>> start

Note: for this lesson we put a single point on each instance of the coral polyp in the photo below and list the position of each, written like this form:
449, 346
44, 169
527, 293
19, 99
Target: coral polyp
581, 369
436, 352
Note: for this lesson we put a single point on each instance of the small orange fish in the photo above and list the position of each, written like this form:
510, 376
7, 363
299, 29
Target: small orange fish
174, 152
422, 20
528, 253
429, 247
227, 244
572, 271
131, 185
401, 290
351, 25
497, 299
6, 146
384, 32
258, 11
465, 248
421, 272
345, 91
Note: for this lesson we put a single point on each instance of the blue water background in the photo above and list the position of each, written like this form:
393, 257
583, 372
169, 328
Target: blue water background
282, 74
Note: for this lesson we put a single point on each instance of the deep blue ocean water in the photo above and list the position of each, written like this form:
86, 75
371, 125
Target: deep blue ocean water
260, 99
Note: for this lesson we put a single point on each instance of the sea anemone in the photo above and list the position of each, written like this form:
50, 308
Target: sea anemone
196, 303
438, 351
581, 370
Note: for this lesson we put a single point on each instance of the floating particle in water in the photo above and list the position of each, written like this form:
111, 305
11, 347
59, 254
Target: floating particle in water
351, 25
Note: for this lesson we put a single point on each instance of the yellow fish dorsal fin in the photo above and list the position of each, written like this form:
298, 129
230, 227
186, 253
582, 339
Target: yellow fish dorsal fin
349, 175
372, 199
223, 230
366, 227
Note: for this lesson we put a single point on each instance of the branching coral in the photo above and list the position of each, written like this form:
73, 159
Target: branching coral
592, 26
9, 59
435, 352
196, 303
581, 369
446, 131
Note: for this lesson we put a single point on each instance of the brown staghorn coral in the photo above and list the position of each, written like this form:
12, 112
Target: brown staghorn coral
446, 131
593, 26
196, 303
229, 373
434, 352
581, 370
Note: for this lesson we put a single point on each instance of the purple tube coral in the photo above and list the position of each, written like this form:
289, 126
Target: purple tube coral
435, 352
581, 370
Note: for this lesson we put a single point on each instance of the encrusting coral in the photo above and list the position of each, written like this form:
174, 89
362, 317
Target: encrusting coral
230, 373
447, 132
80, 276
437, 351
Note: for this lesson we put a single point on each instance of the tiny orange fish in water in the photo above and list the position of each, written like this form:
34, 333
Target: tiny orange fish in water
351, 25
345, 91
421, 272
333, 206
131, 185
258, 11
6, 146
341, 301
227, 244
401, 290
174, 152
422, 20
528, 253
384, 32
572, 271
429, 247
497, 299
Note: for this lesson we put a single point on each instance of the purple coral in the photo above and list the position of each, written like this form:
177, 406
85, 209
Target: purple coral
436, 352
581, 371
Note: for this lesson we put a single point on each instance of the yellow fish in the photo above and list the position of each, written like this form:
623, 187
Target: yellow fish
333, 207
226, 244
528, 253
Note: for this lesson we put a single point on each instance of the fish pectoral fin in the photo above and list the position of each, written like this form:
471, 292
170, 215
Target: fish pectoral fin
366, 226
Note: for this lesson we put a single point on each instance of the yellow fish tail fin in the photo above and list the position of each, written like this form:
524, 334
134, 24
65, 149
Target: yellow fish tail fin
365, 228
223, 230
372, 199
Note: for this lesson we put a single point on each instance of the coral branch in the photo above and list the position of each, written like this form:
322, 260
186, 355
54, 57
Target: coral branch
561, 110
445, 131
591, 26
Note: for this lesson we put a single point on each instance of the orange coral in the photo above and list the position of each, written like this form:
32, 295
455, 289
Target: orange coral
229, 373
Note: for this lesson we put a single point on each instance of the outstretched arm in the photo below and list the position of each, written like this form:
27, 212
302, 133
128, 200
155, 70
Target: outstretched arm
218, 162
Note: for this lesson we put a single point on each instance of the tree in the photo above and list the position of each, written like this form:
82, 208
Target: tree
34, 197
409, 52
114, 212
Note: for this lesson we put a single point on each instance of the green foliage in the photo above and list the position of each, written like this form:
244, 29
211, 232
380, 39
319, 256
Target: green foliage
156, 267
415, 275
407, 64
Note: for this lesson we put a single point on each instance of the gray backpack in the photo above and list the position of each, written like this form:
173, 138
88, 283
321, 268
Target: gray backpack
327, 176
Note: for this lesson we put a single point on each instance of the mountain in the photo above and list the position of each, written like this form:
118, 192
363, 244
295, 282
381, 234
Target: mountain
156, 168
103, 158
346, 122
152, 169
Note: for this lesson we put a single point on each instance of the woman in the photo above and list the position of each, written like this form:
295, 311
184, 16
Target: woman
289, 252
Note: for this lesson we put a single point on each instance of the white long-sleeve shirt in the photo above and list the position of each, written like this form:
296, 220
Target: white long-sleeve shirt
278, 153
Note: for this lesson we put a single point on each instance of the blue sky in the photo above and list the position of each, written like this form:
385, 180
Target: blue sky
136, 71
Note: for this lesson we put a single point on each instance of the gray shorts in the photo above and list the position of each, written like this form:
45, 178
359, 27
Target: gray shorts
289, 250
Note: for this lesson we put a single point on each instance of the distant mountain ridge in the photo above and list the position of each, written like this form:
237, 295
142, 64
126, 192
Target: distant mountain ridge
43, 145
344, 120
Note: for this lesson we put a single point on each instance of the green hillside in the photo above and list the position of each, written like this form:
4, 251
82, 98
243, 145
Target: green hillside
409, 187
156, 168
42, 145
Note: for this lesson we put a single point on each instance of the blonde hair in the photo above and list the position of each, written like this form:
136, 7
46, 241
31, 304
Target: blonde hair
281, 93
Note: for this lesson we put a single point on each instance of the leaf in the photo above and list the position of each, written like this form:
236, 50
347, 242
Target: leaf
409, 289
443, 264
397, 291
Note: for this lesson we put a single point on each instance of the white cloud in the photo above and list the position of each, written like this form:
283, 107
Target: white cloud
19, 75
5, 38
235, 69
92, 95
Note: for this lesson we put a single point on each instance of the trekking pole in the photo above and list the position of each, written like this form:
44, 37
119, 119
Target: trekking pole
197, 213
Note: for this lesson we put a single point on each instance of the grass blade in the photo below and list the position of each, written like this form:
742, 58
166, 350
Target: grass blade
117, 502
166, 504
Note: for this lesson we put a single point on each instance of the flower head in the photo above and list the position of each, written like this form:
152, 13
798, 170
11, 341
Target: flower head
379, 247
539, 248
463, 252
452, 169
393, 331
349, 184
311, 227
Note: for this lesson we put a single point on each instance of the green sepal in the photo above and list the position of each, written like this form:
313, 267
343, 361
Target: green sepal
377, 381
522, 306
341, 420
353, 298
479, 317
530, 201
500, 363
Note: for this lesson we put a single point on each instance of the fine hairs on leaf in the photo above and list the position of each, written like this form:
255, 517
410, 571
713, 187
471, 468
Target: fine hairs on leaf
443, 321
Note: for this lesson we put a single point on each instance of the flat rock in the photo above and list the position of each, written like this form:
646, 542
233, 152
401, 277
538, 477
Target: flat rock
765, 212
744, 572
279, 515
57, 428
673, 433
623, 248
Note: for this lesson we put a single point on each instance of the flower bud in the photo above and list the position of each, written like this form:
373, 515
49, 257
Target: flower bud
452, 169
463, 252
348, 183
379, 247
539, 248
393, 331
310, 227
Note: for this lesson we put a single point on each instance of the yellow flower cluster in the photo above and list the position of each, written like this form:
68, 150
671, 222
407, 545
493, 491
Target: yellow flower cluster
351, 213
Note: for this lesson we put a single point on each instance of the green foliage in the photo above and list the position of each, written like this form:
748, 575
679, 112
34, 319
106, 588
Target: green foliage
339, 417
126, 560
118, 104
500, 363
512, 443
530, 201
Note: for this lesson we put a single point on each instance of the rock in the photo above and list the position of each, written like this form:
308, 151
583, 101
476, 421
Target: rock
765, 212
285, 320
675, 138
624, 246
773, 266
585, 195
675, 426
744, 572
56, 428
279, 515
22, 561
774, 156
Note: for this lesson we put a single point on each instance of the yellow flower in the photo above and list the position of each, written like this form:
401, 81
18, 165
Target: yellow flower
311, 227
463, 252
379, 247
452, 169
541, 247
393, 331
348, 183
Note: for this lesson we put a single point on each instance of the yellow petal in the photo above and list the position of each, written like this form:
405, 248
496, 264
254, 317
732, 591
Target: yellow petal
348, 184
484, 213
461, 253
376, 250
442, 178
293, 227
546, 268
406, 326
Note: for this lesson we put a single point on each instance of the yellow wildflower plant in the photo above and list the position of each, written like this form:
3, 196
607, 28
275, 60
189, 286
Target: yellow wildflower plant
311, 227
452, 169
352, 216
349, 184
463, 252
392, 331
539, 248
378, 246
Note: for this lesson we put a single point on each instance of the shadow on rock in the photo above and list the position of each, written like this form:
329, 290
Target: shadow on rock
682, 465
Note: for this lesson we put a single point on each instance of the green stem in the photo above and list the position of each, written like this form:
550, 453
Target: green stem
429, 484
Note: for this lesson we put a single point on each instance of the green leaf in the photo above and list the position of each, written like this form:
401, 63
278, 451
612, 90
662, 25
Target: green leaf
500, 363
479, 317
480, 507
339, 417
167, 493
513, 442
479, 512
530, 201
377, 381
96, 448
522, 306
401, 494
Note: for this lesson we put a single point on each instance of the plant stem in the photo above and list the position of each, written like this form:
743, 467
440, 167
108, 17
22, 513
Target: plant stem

>> end

Exactly and exclusively, repeat the lines from the line that contains "the yellow petal" through the end of the records, both ends included.

Note: for this lesson we put a single point on each instance of the yellow petal in the photo above and list the position of each, written like this form:
405, 248
496, 264
254, 317
732, 591
Target: yellow petal
348, 184
484, 213
461, 253
376, 250
442, 178
293, 227
546, 268
406, 326
Note: for this lesson we put a single point on each instance of the yellow wildflower plant in the photo above and list the position of each, written like this form:
3, 196
607, 28
275, 60
189, 286
Target: yellow wildflower plant
311, 227
452, 169
352, 216
349, 184
463, 252
392, 331
539, 248
378, 246
Note: for this lesson we put a single point on each instance of the shadow on rock in the photo above and list the position of each, written like this form:
329, 290
Target: shadow on rock
682, 465
Note: for this lesson we put a single point on each instance of the green stem in the photo above and list the position of each, written like this form:
550, 453
Target: green stem
429, 484
Note: for this lesson we put a single point on each instance of the green leaf in the photo above and list the position of each, written like this form:
401, 63
278, 451
612, 90
662, 25
Target: green leaf
500, 363
479, 317
480, 507
339, 417
167, 493
513, 442
479, 512
530, 201
377, 381
96, 448
522, 306
401, 494
Note: for this lesson we put a single point on each instance of the plant stem in the photo above and list the position of each, written like this form:
743, 467
440, 167
108, 17
22, 513
Target: plant stem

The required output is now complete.